- Extracted text
•••
Now, this is the last email I’ll send from Taiwan. I go home on Friday. So much has happened, it’s hard to imagine how it could fit in two years.

Elder Richards poses with that one really tall building.

How do I feel? (Everyone asks me this question now). The answer is, I feel pretty much the same I did before I started my mission: stoked. Am I sad to leave? Of course, just like I was sad to leave home two years ago. After living in Taiwan for so long, I feel so attached to this country and the people here that leaving will be painful no matter what. However, I’m excited for the next period of life. I’m excited to see my family and my friends again. I look forward to using everything I’ve learned on my mission to keep on improving and helping other people.

What plans do I have? I’m going to be studying electrical engineering at Caltech (in Pasadena, CA) beginning in late September. In the meantime, I’ll spend time with my family, hang out with friends, and catch up academically by re-learning everything I’ve forgotten on my mission.

Elder Smith and I above Taipei.

This email is long enough as is, so I’ll just close by saying how glad I am I came on a mission. It’s been tough. Looking back, though, I’m already starting to forget the pain and only remember the good stuff. I’ve seen a lot of miracles, and I’ve learned to be happy at all times: even when it’s pouring rain, I’m exhausted from hours of being rejected, and I’m stuck with an unbearable companion 24/7 (just kidding; all my companions have been awesome). I know God had me come on a mission for a reason, and I’m thankful for everything I’ve done and experienced here. I’ll always remember that packet sitting on the living room table. It changed my entire life.
•••
- Dataset excerpt

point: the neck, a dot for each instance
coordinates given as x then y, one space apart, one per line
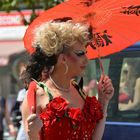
60 83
•••
- Exercise description
Could you copy the missionary's email word for word, starting at "What plans do" and ending at "on my mission."? Answer from the missionary's email alone; the material plays no part here.

- Exercise response
What plans do I have? I’m going to be studying electrical engineering at Caltech (in Pasadena, CA) beginning in late September. In the meantime, I’ll spend time with my family, hang out with friends, and catch up academically by re-learning everything I’ve forgotten on my mission.